## TASK TO COMPLETE
Retype, without alteration, each line from the line containing "Formation-chart tagging: label the mountain" to the final line of the records.

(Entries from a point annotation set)
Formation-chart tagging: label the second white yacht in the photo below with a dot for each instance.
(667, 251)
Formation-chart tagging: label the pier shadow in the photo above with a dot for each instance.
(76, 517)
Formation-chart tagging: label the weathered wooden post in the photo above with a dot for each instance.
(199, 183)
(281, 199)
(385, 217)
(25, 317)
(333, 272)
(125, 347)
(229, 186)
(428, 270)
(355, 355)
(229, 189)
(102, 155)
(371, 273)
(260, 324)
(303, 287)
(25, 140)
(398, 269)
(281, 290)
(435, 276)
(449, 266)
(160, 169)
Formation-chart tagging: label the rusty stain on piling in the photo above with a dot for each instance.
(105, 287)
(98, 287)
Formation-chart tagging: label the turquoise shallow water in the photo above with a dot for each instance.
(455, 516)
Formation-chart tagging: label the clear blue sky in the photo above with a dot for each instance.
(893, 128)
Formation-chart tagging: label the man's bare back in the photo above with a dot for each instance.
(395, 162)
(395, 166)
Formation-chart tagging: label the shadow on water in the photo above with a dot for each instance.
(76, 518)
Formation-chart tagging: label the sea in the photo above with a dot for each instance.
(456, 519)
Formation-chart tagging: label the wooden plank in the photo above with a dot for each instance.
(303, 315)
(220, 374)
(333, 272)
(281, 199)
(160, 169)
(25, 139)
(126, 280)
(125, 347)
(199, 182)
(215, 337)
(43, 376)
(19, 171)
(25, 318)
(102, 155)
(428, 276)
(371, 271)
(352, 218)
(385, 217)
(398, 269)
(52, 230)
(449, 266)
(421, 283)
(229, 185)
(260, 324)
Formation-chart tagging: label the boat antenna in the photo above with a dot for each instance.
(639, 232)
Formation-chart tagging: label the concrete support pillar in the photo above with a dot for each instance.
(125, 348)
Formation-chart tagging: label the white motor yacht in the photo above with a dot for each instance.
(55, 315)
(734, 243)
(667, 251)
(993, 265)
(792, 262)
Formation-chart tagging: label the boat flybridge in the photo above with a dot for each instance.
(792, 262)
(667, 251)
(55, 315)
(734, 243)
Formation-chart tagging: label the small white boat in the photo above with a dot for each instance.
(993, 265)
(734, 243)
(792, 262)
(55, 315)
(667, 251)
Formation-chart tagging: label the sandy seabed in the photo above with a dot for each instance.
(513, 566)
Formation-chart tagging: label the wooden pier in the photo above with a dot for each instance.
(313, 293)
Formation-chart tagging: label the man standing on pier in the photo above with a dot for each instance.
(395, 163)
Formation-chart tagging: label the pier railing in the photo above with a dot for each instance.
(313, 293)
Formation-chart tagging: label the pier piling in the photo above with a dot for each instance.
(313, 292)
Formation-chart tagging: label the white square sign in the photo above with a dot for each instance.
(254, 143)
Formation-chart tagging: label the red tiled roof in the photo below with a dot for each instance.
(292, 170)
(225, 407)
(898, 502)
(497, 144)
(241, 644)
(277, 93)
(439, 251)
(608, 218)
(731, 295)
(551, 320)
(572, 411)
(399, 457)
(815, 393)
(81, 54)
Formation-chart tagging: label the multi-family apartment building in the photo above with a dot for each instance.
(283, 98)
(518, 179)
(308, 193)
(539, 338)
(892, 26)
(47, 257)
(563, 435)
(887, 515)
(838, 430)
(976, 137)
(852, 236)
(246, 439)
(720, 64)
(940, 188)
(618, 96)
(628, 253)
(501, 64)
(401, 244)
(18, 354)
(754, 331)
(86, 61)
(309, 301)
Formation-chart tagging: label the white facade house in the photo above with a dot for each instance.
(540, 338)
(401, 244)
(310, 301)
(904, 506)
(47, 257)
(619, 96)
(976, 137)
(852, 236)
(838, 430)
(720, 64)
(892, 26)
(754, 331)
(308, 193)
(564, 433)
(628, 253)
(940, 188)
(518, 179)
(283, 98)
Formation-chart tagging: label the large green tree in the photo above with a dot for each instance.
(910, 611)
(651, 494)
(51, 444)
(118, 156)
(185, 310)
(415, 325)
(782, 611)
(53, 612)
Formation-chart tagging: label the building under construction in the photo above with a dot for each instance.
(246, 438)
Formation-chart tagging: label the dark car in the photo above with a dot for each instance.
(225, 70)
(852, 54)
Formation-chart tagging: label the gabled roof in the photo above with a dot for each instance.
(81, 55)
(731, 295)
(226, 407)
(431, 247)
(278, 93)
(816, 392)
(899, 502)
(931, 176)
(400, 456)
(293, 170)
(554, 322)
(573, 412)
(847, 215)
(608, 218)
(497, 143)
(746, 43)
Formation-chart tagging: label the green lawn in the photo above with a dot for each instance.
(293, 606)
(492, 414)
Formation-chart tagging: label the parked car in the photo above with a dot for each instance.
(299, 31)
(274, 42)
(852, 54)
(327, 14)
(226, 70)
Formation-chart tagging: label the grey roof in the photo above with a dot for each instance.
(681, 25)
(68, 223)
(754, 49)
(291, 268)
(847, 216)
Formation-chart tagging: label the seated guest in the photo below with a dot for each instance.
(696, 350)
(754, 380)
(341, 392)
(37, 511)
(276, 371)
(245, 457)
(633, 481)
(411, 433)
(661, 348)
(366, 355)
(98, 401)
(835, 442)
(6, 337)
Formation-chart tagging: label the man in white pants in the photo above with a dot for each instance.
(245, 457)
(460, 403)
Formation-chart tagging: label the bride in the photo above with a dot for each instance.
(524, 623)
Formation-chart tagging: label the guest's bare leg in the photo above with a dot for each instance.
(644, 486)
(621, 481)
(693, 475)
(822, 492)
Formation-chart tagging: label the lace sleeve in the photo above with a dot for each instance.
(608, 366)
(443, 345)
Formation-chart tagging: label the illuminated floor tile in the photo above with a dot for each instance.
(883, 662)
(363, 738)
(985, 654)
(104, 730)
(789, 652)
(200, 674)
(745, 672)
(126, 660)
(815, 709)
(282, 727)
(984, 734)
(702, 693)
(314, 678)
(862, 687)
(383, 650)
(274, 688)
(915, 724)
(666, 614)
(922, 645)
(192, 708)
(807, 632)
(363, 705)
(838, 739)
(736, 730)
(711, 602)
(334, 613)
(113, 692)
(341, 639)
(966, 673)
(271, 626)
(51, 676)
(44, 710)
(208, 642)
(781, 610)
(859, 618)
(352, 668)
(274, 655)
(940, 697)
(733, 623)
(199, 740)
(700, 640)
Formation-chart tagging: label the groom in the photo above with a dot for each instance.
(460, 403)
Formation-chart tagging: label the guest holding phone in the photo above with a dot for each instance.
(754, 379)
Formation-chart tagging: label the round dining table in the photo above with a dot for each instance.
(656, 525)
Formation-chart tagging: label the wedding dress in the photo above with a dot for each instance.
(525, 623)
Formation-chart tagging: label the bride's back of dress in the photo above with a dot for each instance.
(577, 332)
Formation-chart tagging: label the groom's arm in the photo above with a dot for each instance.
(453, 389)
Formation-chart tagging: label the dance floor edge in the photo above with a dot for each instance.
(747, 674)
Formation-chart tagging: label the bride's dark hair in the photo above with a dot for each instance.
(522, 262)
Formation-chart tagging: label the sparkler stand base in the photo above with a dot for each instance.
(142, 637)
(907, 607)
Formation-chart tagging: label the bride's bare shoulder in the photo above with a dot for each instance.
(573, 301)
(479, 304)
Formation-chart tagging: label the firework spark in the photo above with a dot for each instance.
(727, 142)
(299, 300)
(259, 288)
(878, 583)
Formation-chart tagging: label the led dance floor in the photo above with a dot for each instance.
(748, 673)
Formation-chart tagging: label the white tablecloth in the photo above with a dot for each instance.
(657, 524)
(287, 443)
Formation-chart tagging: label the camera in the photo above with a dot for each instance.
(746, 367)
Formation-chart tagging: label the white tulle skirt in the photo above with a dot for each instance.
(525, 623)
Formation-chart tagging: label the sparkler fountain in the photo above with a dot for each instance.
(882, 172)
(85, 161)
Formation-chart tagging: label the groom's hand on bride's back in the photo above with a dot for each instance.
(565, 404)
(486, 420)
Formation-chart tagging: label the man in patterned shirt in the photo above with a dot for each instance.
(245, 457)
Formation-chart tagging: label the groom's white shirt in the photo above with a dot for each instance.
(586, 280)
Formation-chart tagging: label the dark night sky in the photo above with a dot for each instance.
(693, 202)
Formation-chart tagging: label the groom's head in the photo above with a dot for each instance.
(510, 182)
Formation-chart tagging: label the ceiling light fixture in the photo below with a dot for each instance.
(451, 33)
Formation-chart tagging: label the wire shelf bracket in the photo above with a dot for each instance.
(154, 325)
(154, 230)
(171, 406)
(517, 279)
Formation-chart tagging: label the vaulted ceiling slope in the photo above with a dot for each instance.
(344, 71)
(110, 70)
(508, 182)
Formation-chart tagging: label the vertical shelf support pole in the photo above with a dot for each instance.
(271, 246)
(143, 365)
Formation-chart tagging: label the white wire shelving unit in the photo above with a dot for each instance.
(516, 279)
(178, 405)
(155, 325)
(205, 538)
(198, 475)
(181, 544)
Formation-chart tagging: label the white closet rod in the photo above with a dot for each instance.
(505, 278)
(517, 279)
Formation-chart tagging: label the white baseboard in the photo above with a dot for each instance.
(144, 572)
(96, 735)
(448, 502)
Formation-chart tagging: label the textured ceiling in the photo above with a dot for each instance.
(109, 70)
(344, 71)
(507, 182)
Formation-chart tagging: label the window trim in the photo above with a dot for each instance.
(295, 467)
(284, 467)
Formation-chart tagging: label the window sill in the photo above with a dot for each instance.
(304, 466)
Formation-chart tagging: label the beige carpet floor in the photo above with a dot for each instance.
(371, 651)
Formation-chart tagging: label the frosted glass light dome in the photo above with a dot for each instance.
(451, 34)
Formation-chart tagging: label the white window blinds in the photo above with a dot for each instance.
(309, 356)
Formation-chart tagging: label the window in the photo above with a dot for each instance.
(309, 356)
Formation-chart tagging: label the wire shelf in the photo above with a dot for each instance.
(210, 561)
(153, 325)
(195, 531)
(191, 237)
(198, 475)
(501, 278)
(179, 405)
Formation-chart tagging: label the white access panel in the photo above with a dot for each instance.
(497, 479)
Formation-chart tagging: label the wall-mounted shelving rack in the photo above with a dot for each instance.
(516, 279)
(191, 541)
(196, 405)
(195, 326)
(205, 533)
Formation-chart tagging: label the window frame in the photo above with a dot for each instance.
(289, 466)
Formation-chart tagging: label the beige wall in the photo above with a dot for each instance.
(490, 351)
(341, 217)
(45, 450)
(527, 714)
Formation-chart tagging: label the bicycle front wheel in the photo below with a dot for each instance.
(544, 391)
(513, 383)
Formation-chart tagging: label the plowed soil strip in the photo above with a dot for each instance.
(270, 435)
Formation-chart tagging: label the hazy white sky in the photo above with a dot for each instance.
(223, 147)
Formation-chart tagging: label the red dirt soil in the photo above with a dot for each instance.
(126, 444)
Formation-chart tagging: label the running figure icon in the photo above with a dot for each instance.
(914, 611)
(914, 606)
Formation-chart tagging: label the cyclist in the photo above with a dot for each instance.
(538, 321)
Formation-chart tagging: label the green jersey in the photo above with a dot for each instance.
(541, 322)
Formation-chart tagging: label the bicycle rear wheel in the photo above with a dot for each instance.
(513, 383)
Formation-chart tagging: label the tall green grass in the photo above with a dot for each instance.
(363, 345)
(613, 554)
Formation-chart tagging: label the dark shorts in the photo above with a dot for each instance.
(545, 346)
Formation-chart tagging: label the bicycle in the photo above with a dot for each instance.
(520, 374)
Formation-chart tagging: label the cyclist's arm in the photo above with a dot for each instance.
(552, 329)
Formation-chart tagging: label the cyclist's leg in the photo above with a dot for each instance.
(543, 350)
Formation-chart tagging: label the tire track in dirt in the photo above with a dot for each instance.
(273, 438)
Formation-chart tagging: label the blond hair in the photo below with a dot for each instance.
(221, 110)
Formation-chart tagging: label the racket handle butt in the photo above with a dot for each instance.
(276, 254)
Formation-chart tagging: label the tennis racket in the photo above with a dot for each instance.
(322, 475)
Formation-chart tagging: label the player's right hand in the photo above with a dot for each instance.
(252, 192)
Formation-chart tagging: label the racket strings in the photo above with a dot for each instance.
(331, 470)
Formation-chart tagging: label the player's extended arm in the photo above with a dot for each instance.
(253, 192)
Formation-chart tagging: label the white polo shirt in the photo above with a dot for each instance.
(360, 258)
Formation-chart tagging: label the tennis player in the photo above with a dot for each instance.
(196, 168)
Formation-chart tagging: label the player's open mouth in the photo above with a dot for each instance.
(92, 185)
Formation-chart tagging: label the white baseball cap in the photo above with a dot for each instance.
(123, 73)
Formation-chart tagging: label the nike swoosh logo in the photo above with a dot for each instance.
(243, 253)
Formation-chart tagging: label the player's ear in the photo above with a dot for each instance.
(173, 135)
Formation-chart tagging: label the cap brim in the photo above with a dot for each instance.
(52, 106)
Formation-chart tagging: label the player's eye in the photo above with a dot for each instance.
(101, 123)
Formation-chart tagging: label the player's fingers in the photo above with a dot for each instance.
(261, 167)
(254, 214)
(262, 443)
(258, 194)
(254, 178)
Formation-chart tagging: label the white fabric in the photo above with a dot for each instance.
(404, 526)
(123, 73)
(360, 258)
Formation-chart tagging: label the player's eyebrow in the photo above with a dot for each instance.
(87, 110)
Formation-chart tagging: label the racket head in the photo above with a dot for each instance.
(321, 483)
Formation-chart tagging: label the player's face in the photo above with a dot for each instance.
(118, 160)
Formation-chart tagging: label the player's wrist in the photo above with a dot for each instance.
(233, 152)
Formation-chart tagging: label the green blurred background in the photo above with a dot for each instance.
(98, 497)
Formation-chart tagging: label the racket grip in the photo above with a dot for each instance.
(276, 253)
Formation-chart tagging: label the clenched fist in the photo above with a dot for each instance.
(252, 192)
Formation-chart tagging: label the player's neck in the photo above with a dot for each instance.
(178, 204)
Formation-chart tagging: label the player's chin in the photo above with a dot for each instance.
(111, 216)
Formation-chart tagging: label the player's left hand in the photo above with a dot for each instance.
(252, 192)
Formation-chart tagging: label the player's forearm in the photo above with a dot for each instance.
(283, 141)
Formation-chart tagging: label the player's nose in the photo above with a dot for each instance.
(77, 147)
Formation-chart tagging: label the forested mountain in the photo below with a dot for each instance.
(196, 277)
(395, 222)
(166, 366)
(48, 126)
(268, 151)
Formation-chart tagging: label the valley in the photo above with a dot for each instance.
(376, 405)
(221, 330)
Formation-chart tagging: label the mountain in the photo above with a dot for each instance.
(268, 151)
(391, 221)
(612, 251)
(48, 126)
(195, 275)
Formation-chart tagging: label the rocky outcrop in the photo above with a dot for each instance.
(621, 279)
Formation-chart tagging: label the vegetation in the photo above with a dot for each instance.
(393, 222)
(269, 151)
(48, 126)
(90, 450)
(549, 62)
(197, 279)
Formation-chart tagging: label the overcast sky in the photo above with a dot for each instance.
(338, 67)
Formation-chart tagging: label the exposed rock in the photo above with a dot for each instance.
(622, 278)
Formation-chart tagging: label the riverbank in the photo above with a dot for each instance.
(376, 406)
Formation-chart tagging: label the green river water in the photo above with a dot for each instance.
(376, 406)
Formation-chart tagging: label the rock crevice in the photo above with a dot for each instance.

## ANSWER FOR THE TASK
Formation-chart tagging: label the mountain in the photo above with a dot for each instance.
(268, 151)
(391, 221)
(612, 251)
(48, 126)
(195, 275)
Formation-chart tagging: label the rocky outcrop in the photo above with a dot for each instance.
(621, 279)
Formation-chart tagging: label the vegetation in the photo above with a dot for each instance.
(393, 222)
(269, 151)
(48, 126)
(90, 450)
(549, 62)
(197, 279)
Formation-chart tagging: label the overcast sky in the photo above with a dot for each instance.
(338, 67)
Formation-chart tagging: label the exposed rock in the photo above with a dot for each instance.
(622, 278)
Formation-chart tagging: label the riverbank in the photo above with a dot for each instance.
(376, 406)
Formation-chart tagging: label the green river water in the photo above with a dot for each instance.
(376, 406)
Formation-chart tagging: label the rock crevice in the photo above with a dot for each instance.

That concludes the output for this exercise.